───── MATERIAL PROPORCIONADO

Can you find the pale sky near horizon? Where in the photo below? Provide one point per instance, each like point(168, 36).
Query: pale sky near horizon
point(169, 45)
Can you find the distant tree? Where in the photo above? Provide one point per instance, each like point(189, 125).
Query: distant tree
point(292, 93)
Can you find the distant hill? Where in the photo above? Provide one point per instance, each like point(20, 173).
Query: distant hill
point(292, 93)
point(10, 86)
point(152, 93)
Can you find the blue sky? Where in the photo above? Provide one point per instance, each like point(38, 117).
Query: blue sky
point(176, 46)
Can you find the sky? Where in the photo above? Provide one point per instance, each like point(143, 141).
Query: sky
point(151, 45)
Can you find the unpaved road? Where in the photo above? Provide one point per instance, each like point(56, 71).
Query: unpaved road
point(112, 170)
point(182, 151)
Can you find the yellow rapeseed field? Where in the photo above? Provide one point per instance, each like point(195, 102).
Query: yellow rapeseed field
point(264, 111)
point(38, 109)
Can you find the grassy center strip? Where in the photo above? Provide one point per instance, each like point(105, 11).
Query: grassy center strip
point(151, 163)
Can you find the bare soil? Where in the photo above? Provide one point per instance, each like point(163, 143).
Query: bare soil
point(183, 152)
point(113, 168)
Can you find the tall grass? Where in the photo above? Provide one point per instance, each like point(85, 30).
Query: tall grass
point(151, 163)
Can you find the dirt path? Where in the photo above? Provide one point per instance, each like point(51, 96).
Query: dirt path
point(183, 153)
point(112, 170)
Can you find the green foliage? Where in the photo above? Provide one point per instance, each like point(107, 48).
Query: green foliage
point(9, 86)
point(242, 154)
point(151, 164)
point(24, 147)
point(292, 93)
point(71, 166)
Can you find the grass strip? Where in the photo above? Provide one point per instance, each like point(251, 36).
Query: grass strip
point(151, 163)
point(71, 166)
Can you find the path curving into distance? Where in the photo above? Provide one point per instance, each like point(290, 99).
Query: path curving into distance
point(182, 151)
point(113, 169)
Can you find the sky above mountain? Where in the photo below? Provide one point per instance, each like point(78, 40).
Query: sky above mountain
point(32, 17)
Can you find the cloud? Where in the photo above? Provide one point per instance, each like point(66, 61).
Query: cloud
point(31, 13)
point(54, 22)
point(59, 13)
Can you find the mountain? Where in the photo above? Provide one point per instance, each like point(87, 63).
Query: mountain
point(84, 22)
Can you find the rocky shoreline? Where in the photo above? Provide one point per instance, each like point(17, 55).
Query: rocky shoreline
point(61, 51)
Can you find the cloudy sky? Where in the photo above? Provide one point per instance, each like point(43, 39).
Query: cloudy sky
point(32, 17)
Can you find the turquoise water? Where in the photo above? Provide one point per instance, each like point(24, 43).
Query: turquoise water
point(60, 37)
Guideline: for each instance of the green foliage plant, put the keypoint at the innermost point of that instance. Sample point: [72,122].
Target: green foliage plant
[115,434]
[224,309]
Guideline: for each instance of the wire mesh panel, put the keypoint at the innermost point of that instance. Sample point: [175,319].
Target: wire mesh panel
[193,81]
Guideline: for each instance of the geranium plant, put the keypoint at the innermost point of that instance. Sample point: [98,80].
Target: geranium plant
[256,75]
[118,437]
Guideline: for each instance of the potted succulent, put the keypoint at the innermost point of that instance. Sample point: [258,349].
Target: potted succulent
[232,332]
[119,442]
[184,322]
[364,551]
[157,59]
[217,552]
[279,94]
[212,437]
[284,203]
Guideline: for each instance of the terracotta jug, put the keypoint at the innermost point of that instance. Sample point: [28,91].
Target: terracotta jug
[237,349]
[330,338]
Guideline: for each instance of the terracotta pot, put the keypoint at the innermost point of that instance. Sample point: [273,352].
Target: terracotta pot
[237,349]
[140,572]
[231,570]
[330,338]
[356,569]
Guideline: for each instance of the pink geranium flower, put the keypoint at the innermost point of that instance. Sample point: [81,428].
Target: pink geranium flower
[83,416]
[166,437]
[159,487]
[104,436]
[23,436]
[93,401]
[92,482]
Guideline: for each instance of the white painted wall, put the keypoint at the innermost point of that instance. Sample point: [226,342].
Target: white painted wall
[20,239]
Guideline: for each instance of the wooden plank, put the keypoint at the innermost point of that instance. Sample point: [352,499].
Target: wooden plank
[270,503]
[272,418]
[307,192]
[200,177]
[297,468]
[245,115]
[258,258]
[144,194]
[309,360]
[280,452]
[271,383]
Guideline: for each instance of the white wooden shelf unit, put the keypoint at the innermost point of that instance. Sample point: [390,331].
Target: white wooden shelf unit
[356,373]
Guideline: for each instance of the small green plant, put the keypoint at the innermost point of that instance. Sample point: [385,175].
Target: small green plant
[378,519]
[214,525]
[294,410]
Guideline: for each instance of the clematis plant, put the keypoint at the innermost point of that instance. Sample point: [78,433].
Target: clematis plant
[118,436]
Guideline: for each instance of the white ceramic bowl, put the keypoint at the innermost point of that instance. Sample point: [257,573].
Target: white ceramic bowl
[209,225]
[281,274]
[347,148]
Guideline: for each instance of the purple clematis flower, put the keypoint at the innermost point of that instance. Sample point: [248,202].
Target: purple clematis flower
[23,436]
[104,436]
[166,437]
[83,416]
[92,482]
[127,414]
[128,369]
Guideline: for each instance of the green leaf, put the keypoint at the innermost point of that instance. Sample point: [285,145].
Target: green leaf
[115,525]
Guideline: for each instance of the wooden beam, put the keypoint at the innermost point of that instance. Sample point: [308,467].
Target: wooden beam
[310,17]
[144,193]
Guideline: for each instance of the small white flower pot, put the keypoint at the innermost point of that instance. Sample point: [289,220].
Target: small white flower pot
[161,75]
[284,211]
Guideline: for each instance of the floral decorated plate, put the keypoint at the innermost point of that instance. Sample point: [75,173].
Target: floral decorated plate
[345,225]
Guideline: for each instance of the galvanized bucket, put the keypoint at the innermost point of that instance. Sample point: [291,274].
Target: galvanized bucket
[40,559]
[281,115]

──────────

→ **DESCRIPCIÓN DEL EJERCICIO**: Transcriba una por una todas las líneas del material anterior, reproduciéndolas sin ningún cambio.

→ **TAREA RESUELTA**:
Can you find the pale sky near horizon? Where in the photo below? Provide one point per instance, each like point(168, 36).
Query: pale sky near horizon
point(169, 45)
Can you find the distant tree? Where in the photo above? Provide one point per instance, each like point(189, 125).
Query: distant tree
point(292, 93)
Can you find the distant hill? Where in the photo above? Provide one point per instance, each like point(20, 173).
Query: distant hill
point(292, 93)
point(10, 86)
point(152, 93)
Can you find the blue sky? Where in the photo above? Provide one point per instance, each like point(38, 117).
Query: blue sky
point(176, 46)
Can you find the sky? Where in the photo above? Provide one point per instance, each like point(143, 141).
Query: sky
point(151, 45)
Can you find the unpaved road? Where in the photo above? Provide one point per instance, each like point(56, 71).
Query: unpaved road
point(112, 170)
point(182, 151)
Can you find the yellow rapeseed field? Where in the photo above? Provide one point per instance, each like point(195, 102).
Query: yellow rapeseed field
point(264, 111)
point(38, 109)
Can you find the grassy center strip? Where in the photo above? Provide one point per instance, each like point(105, 11).
Query: grassy center strip
point(151, 163)
Can you find the bare soil? Where in the photo above? Provide one point per instance, each like point(163, 143).
Query: bare soil
point(183, 152)
point(113, 168)
Can you find the tall grass? Where in the photo above? Provide one point per instance, each like point(85, 30).
Query: tall grass
point(151, 163)
Can you find the dirt path? Where in the photo above? Provide one point per instance, each like point(51, 96).
Query: dirt path
point(183, 153)
point(112, 170)
Can you find the green foliage? Where in the photo above? Provide one point per instance, each like point(107, 48).
Query: green foliage
point(9, 86)
point(242, 154)
point(151, 164)
point(24, 147)
point(292, 93)
point(71, 166)
Can you find the grass strip? Where in the photo above? Provide one point per instance, each like point(251, 36).
Query: grass strip
point(151, 163)
point(71, 166)
Can you find the path curving into distance? Where in the photo above? Provide one point per instance, each like point(290, 99).
Query: path curving into distance
point(182, 151)
point(113, 169)
Can you find the sky above mountain? Where in the photo below? Provide one point per instance, each like point(78, 40).
Query: sky above mountain
point(32, 17)
Can you find the cloud? Where in the photo above? Provide one point per instance, each like point(66, 61).
Query: cloud
point(31, 13)
point(54, 22)
point(59, 13)
Can you find the mountain? Where in the photo above? Provide one point per instance, each like point(87, 63).
Query: mountain
point(84, 22)
Can you find the rocky shoreline? Where in the photo above? Provide one point per instance, each like point(17, 55).
Query: rocky shoreline
point(61, 51)
Can you find the cloudy sky? Where in the photo above? Provide one point per instance, each like point(43, 39).
Query: cloudy sky
point(32, 17)
Can you find the turquoise water? Where in the photo above? Provide one point per instance, each like point(24, 43).
Query: turquoise water
point(60, 37)
Guideline: for each instance of the green foliage plant, put the keypoint at the innermost point of that instance. Sample point: [72,122].
Target: green foliage plant
[115,434]
[224,309]
Guideline: for each instance of the wire mesh panel, put the keypoint at the innermost point of that instance. Sample point: [175,319].
Target: wire mesh panel
[193,81]
Guideline: for each instance of the geranium plant, put the keypoint at the innermost point of that instance. Sample point: [98,80].
Target: geranium plant
[256,75]
[118,437]
Guideline: for each instance of the potted succulent, put the keypoint at the innermost point of that instance. Sample point: [258,349].
Target: potted succulent
[232,332]
[119,442]
[184,322]
[364,551]
[157,59]
[217,552]
[279,94]
[212,437]
[284,203]
Guideline: for each instance of the terracotta jug, put the keypoint at the innermost point of that instance. Sample point: [28,91].
Target: terracotta jug
[237,349]
[330,338]
Guideline: for each instance of the terracotta pot, put the keypoint at the innermost point of that instance. Sample point: [273,352].
Target: terracotta pot
[237,349]
[140,572]
[231,570]
[330,338]
[356,569]
Guideline: for each instance of the pink geranium flower, put the keypoint at the innermost point of that instance. Sample point: [81,428].
Target: pink geranium flower
[83,416]
[166,437]
[159,487]
[104,436]
[23,436]
[93,401]
[92,482]
Guideline: for each instance of the white painted wall, put the keypoint at the innermost point of that instance. Sample point: [226,342].
Target: white painted wall
[20,239]
Guideline: for each instance of the wooden plank, put the keypoint at the innermost point of that instance. Sample point: [352,499].
Target: wooden plank
[270,503]
[272,418]
[307,192]
[200,177]
[297,468]
[245,115]
[258,258]
[144,194]
[309,360]
[280,452]
[271,383]
Guideline: for each instance of the white wooden shelf unit, put the keypoint at the innermost point of that instance. Sample point: [390,331].
Target: white wooden shelf unit
[356,373]
Guideline: for each instance of the small green plant, put the keypoint at the innermost point of that instance. Sample point: [385,175].
Target: small green plant
[378,519]
[214,525]
[294,410]
Guideline: for each instance of the clematis plant, put the keypoint at the innermost point of that instance. Sample point: [78,433].
Target: clematis plant
[118,436]
Guideline: for each instance of the white ceramic bowl, put the keypoint at the innermost point of that instance. Sample point: [257,573].
Target: white ceramic bowl
[209,225]
[281,274]
[347,148]
Guideline: for each instance of the purple clematis flower, put the keypoint at the innermost point of that instance. Sample point: [248,202].
Target: purple clematis flower
[23,436]
[104,436]
[166,437]
[83,416]
[92,482]
[127,414]
[128,369]
Guideline: for each instance of the green leaf, put the keypoint at the innermost point of that instance. Sample point: [285,145].
Target: green leaf
[115,525]
Guideline: for each instance of the wooden beam, put the keypoint at the innermost point of that instance. Sample point: [308,467].
Target: wooden beam
[310,17]
[144,193]
Guideline: for each instance of the small white flower pot, put the keypoint at the innermost point of that instance. Sample point: [289,220].
Target: small white flower pot
[161,75]
[284,211]
Guideline: for each instance of the floral decorated plate, put the keypoint at the innermost point of that instance. Sample point: [75,173].
Target: floral decorated plate
[345,225]
Guideline: for each instance of the galvanized bucket, put the keypoint at the innermost point of that instance. Sample point: [291,274].
Target: galvanized bucket
[40,559]
[281,115]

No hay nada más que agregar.